> **WORK TO COMPLETE**:
1. Summarize the snowmelt timing excerpt in two sentences.
2. Answer these questions using the snowmelt timing excerpt:
(a) What correlation value is given for slope?
(b) Which colormap is used to plot the residual?
(c) What resolution appears in the title set for the first panel?
3. Quote the part of the snowmelt timing excerpt starting with "The correlations across" and going on through "f,ax=plt.subplots(1,3,figsize=(40,8),sharex=True,sharey=True)".

> **QUOTED PASSAGE**:
======

The correlations across the different resolutions are very similar again! 0.71 is strong, that means for Emmons Glacier 50.04% of the variation in snowmelt timing date can be explained by elevation. Slope has a strong correlation too with 0.41.

An aside: what are the more local controls on snowmelt timing?¶

In [58]:

f,ax=plt.subplots(1,3,figsize=(40,8),sharex=True,sharey=True)
stats_emmons_glacier_mask_ds['runoff_dates'].plot(ax=ax[0],cmap='twilight',vmin=0,vmax=365)
stats_emmons_glacier_mask_ds['runoff_prediction'].plot(ax=ax[1],cmap='twilight',vmin=0,vmax=365)
stats_emmons_glacier_mask_ds['residual'] = stats_emmons_glacier_mask_ds['runoff_dates']-stats_emmons_glacier_mask_ds['runoff_prediction']
stats_emmons_glacier_mask_ds['residual'].plot(ax=ax[2],cmap='RdBu',vmin=-100,vmax=100)
ax[0].set_title('Backscatter-derived Snowmelt Runoff Onset DOY \nEmmons Glacier \n20m Resolution')

======

> **Stored data entries**:
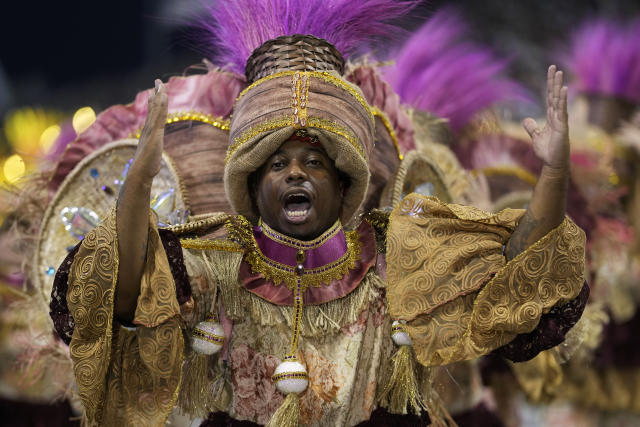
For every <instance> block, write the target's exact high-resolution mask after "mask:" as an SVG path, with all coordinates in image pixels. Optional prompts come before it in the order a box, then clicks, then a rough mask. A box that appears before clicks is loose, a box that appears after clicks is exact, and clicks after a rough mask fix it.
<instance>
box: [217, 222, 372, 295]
mask: <svg viewBox="0 0 640 427" xmlns="http://www.w3.org/2000/svg"><path fill="white" fill-rule="evenodd" d="M227 230H228V231H229V236H230V238H231V239H232V240H234V241H236V242H239V243H240V244H241V245H242V246H243V247H244V248H246V253H245V260H246V261H247V262H248V263H249V265H251V269H252V270H253V271H254V272H257V273H261V274H262V276H263V277H264V278H265V279H266V280H271V281H272V282H273V284H274V285H276V286H278V285H280V284H282V283H284V284H285V286H286V287H287V288H288V289H289V290H290V291H292V292H294V291H295V289H296V287H297V286H298V276H297V275H296V273H295V268H294V267H292V266H289V265H285V264H281V263H279V262H276V261H273V260H271V259H269V258H268V257H267V256H265V255H264V254H263V253H262V251H261V250H260V248H259V247H258V243H257V242H256V240H255V237H254V235H253V229H252V227H251V224H250V223H249V221H247V220H246V219H245V218H243V217H240V216H238V217H235V218H233V219H232V220H230V221H228V222H227ZM345 236H346V240H347V252H346V253H345V254H344V255H343V256H342V257H340V258H339V259H338V260H336V261H334V262H332V263H330V264H327V265H324V266H321V267H317V268H309V269H305V271H304V274H303V275H302V288H301V289H302V292H304V291H306V290H307V288H308V287H309V286H313V287H316V288H318V287H321V286H322V285H329V284H330V283H331V282H332V281H334V280H338V279H341V278H342V277H344V275H345V274H347V273H348V272H349V270H352V269H353V268H354V267H355V265H356V262H357V261H358V260H359V259H360V251H361V242H360V235H359V234H358V232H357V231H355V230H354V231H348V232H346V233H345Z"/></svg>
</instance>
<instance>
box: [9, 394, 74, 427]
mask: <svg viewBox="0 0 640 427" xmlns="http://www.w3.org/2000/svg"><path fill="white" fill-rule="evenodd" d="M0 420H2V425H4V426H11V427H75V426H80V417H77V416H75V415H74V414H73V412H72V411H71V406H70V405H69V402H67V401H64V402H58V403H51V404H49V403H32V402H24V401H18V400H9V399H5V398H0Z"/></svg>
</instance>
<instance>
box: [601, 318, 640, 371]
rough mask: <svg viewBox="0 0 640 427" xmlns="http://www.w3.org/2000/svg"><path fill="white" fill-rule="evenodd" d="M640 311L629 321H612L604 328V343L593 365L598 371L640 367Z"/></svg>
mask: <svg viewBox="0 0 640 427" xmlns="http://www.w3.org/2000/svg"><path fill="white" fill-rule="evenodd" d="M639 331H640V310H637V311H636V314H635V315H634V316H633V317H632V318H631V319H630V320H628V321H626V322H624V323H616V322H614V321H611V322H610V323H608V324H607V325H606V326H605V327H604V331H603V333H602V337H603V339H602V342H601V343H600V346H599V347H598V349H597V350H596V353H595V357H594V360H593V364H594V366H595V367H596V368H598V369H606V368H617V369H624V368H635V367H638V366H640V339H638V332H639Z"/></svg>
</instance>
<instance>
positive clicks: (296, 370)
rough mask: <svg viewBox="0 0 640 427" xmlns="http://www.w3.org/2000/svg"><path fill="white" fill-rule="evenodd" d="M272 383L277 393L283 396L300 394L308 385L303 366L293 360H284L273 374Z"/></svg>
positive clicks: (307, 376)
mask: <svg viewBox="0 0 640 427" xmlns="http://www.w3.org/2000/svg"><path fill="white" fill-rule="evenodd" d="M272 379H273V382H274V383H275V385H276V388H277V389H278V391H279V392H280V393H282V394H284V395H287V394H289V393H295V394H300V393H302V392H303V391H305V390H306V389H307V386H308V385H309V375H308V374H307V370H306V368H305V367H304V365H303V364H302V363H300V362H298V360H297V359H295V358H290V359H285V361H284V362H282V363H280V364H279V365H278V366H277V367H276V370H275V371H274V373H273V377H272Z"/></svg>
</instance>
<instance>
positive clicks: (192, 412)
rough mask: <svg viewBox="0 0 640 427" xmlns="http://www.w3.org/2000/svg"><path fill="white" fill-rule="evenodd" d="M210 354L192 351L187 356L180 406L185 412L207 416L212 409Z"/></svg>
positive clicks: (185, 363)
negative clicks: (205, 353) (209, 371)
mask: <svg viewBox="0 0 640 427" xmlns="http://www.w3.org/2000/svg"><path fill="white" fill-rule="evenodd" d="M208 371H209V356H207V355H205V354H199V353H197V352H195V351H192V352H191V354H189V356H187V357H185V363H184V365H183V367H182V384H181V385H180V396H179V398H178V406H179V408H180V411H181V412H182V413H183V414H189V415H191V416H194V417H199V418H206V417H207V416H208V414H209V412H210V410H211V402H210V399H211V390H210V385H211V383H210V381H209V377H208Z"/></svg>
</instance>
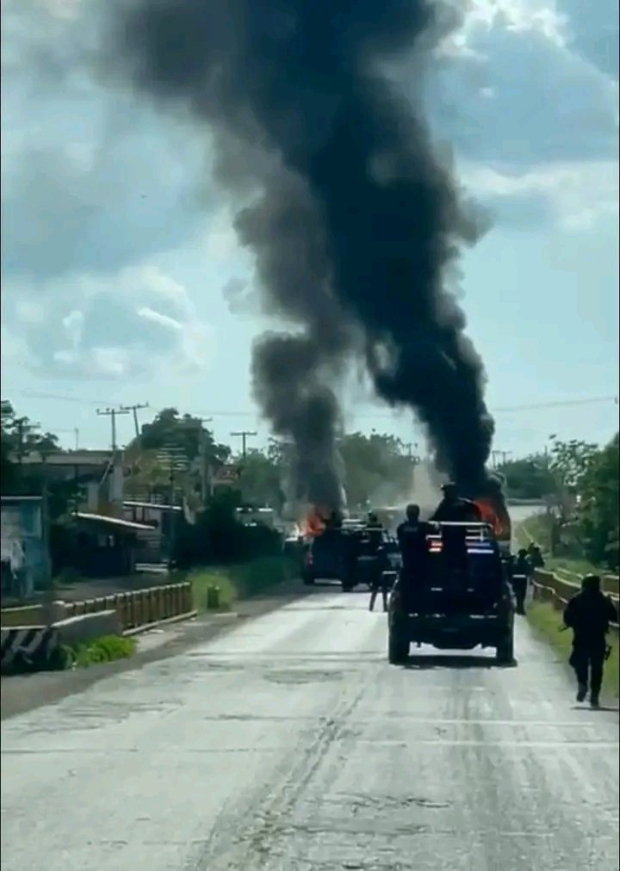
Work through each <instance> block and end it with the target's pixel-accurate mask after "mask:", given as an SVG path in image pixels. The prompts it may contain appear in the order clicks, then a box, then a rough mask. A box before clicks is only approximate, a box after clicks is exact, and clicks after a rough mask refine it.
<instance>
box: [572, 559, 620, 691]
mask: <svg viewBox="0 0 620 871" xmlns="http://www.w3.org/2000/svg"><path fill="white" fill-rule="evenodd" d="M617 620H618V614H617V611H616V608H615V607H614V604H613V602H612V601H611V599H610V598H609V597H608V596H605V595H604V594H603V593H602V592H601V579H600V578H599V577H598V575H586V577H585V578H584V579H583V581H582V583H581V592H579V593H577V595H576V596H573V598H572V599H571V600H570V602H569V603H568V605H567V606H566V610H565V611H564V624H565V625H566V626H568V627H569V628H570V629H572V630H573V652H572V653H571V657H570V660H569V663H570V665H571V666H572V667H573V669H574V670H575V675H576V676H577V684H578V691H577V701H578V702H583V701H584V699H585V697H586V696H587V694H588V683H589V688H590V704H591V706H592V707H593V708H597V707H598V705H599V696H600V692H601V684H602V682H603V669H604V666H605V659H606V657H607V643H606V639H605V636H606V635H607V632H608V631H609V624H610V623H615V622H616V621H617Z"/></svg>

======

> **YOUR WRITTEN ANSWERS**:
1. The correlations across different resolutions are again very similar, with 0.71 described as strong for elevation on Emmons Glacier and slope also showing a strong correlation of 0.41. The excerpt then asks about more local controls on snowmelt timing and gives code that plots the backscatter-derived runoff dates, the runoff prediction, and the residual between them side by side.

2.
(a) 0.41
(b) RdBu
(c) 20m

3.
The correlations across the different resolutions are very similar again! 0.71 is strong, that means for Emmons Glacier 50.04% of the variation in snowmelt timing date can be explained by elevation. Slope has a strong correlation too with 0.41.

An aside: what are the more local controls on snowmelt timing?¶

In [58]:

f,ax=plt.subplots(1,3,figsize=(40,8),sharex=True,sharey=True)